PROVIDED TEXT:
Two of my favourite writers, Douglas Adams and Terry Pratchett, were atheists; they were also admirably compassionate people. Whereas Sir Pterry did teeter on the edge of agnosticism on occasion, Adams described himself as a “radical” atheist.

I will let him speak for himself today: “God used to be the best explanation we’d got, and we’ve now got vastly better ones. God is no longer an explanation of anything, but has instead become something that would itself need an insurmountable amount of explaining. So I don’t think that being convinced that there is no god is as irrational or arrogant a point of view as belief that there is.” (excerpt from Adams’ interview with American Atheists in 1998)

Adams had a vast intelligence, but as I’ve said in other articles, genius can blind us to spiritual truths. There is not much point arguing God’s existence by logical means, though many have tried. His existence is extremely logical, that isn’t the problem. The problem is that the type of mind that wants to have God proven logically, is not prepared to take evidence of heart and soul into account. Any apologist who leaves out the heart of the matter is diluting God to the point where he might be explained away. And that can lead to all sorts of problems, as Adams ironically (and aware of the irony) well knew….

DATASET ENTRIES:

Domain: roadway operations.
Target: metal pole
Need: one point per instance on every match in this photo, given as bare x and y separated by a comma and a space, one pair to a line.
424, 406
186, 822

WHAT TO WORK ON:
1. Answer these questions from the text on Douglas Adams and atheism, one line each:
(a) What word did Adams use to describe his atheism?
(b) In what year did Adams give the interview with American Atheists?
(c) What does the text say the type of mind that wants God proven logically is not prepared to take into account?
2. Proceed with the text on Douglas Adams and atheism, starting after its last sentence.

ANSWERS TO THE TASKS:
1.
(a) "Radical."
(b) 1998.
(c) Evidence of heart and soul.

2.
Now it is such a bizarrely improbable coincidence that anything so mind-bog-gglingly useful could have evolved purely by chance that some thinkers have chosen to see it as the final and clinching proof of the non-existence of God.

The argument goes something like this: `I refuse to prove that I exist,’ says God, `for proof denies faith, and without faith I am nothing.’

`But,’ says Man, `The Babel fish is a dead giveaway, isn’t it? It could not have evolved by chance. It proves you exist, and so therefore, by your own arguments, you don’t. QED.’

`Oh dear,’ says God, `I hadn’t thought of that,’ and promptly vanished in a puff of logic.

`Oh, that was easy,’ says Man, and for an encore goes on to prove that black is white and gets

himself killed on the next zebra crossing.” (from Hitch Hiker’s Guide to the Galaxy, by Douglas Adams)

It can be hard to respect and empathise with a viewpoint so different from one’s own, but a sense of humour, respect and dignity, are vital, as is remaining calm. Passion is often misunderstood.  Besides stupidity (like denying the age of fossils), there is nothing more damaging to a logical apologist’s argument, than the tell-tale steam coming out of her ears.  In my view, we are always better off living love as our witness of God’s heart.

If you would like to read my article “The Blindness of Genius” you can find it here http://jellyjots.blogspot.co.uk/2014/06/the-blindness-of-genius.html

 

Photo and text © Keren Dibbens-Wyatt 2017

 

63. Pharisee (Empathy, Lent 4)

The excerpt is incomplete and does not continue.